_INFORMATION SUPPLIED:_
■ ■ ■ ■ ■
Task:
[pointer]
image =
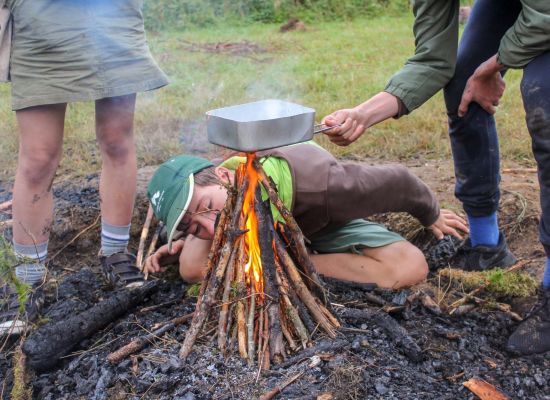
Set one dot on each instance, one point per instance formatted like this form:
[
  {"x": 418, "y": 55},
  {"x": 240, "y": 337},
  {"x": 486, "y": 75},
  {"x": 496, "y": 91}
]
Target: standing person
[
  {"x": 65, "y": 51},
  {"x": 499, "y": 35}
]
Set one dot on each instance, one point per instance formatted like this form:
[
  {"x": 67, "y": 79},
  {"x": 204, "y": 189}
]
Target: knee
[
  {"x": 189, "y": 272},
  {"x": 411, "y": 267},
  {"x": 39, "y": 167},
  {"x": 116, "y": 140}
]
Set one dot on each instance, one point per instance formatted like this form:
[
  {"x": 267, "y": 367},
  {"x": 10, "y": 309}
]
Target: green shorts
[
  {"x": 353, "y": 237},
  {"x": 65, "y": 51}
]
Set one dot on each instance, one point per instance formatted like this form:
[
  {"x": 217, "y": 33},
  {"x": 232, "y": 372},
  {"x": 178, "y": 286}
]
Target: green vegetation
[
  {"x": 331, "y": 65},
  {"x": 8, "y": 261},
  {"x": 187, "y": 14},
  {"x": 511, "y": 284}
]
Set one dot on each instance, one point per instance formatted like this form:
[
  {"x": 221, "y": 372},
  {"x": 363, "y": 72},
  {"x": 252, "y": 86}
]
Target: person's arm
[
  {"x": 528, "y": 37},
  {"x": 424, "y": 74},
  {"x": 525, "y": 40}
]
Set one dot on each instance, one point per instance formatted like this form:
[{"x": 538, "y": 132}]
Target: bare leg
[
  {"x": 395, "y": 266},
  {"x": 114, "y": 131},
  {"x": 40, "y": 149}
]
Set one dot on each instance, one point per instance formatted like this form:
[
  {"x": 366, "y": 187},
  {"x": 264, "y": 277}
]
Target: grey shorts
[
  {"x": 353, "y": 237},
  {"x": 66, "y": 50}
]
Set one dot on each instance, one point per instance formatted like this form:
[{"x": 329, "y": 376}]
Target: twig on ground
[
  {"x": 140, "y": 342},
  {"x": 82, "y": 232},
  {"x": 143, "y": 238},
  {"x": 471, "y": 294}
]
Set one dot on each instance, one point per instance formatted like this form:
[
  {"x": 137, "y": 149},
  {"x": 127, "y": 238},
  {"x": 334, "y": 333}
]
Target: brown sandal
[{"x": 120, "y": 270}]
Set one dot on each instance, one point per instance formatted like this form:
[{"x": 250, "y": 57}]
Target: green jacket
[{"x": 436, "y": 38}]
■ ■ ■ ■ ■
_PROBLEM STATEMENT:_ Can you retype every record above exactly, leaving out the pictures?

_EXERCISE RESULT:_
Task:
[pointer]
image =
Set one dot on each instance, one point per instance formatted like this form:
[
  {"x": 418, "y": 55},
  {"x": 240, "y": 337},
  {"x": 486, "y": 75},
  {"x": 496, "y": 91}
]
Target: standing person
[
  {"x": 65, "y": 51},
  {"x": 499, "y": 35}
]
Set one dot on each instance, one point per instance formatted like this form:
[
  {"x": 67, "y": 79},
  {"x": 204, "y": 189}
]
Target: knee
[
  {"x": 189, "y": 272},
  {"x": 411, "y": 267},
  {"x": 39, "y": 167},
  {"x": 116, "y": 140}
]
Set one dot on each instance, one point per instance formatted like this form:
[
  {"x": 267, "y": 367},
  {"x": 10, "y": 309}
]
Target: green shorts
[
  {"x": 353, "y": 237},
  {"x": 65, "y": 51}
]
Set one dot on each instance, one point per instance formatted like this form:
[
  {"x": 217, "y": 33},
  {"x": 232, "y": 372},
  {"x": 178, "y": 286}
]
Target: green vegetation
[
  {"x": 331, "y": 65},
  {"x": 8, "y": 261},
  {"x": 187, "y": 14},
  {"x": 511, "y": 284}
]
Set one dot on each instance, one point per instance formatted like this form:
[
  {"x": 221, "y": 372},
  {"x": 363, "y": 72},
  {"x": 252, "y": 86}
]
Target: person's arm
[
  {"x": 528, "y": 37},
  {"x": 424, "y": 74},
  {"x": 525, "y": 40}
]
Set one dot on each instance, one point per instance formatted like this form:
[{"x": 538, "y": 132}]
Target: bare leg
[
  {"x": 395, "y": 266},
  {"x": 114, "y": 131},
  {"x": 40, "y": 149}
]
Set one dot on each instance, one point per instance formatted like this form:
[
  {"x": 366, "y": 187},
  {"x": 264, "y": 277}
]
Target: grey shorts
[
  {"x": 353, "y": 237},
  {"x": 66, "y": 50}
]
Set one dot on each instance, one point per instance formatted like this form:
[{"x": 329, "y": 376}]
Target: twig on ground
[
  {"x": 140, "y": 342},
  {"x": 82, "y": 232},
  {"x": 143, "y": 238},
  {"x": 471, "y": 294}
]
Set one dot on each instance, one point per instance formatted like this form:
[
  {"x": 137, "y": 149},
  {"x": 127, "y": 238},
  {"x": 334, "y": 333}
]
Target: brown sandal
[{"x": 120, "y": 270}]
Set one dot on each instance, one point per instance formatted like this form:
[{"x": 250, "y": 57}]
Target: green jacket
[{"x": 436, "y": 38}]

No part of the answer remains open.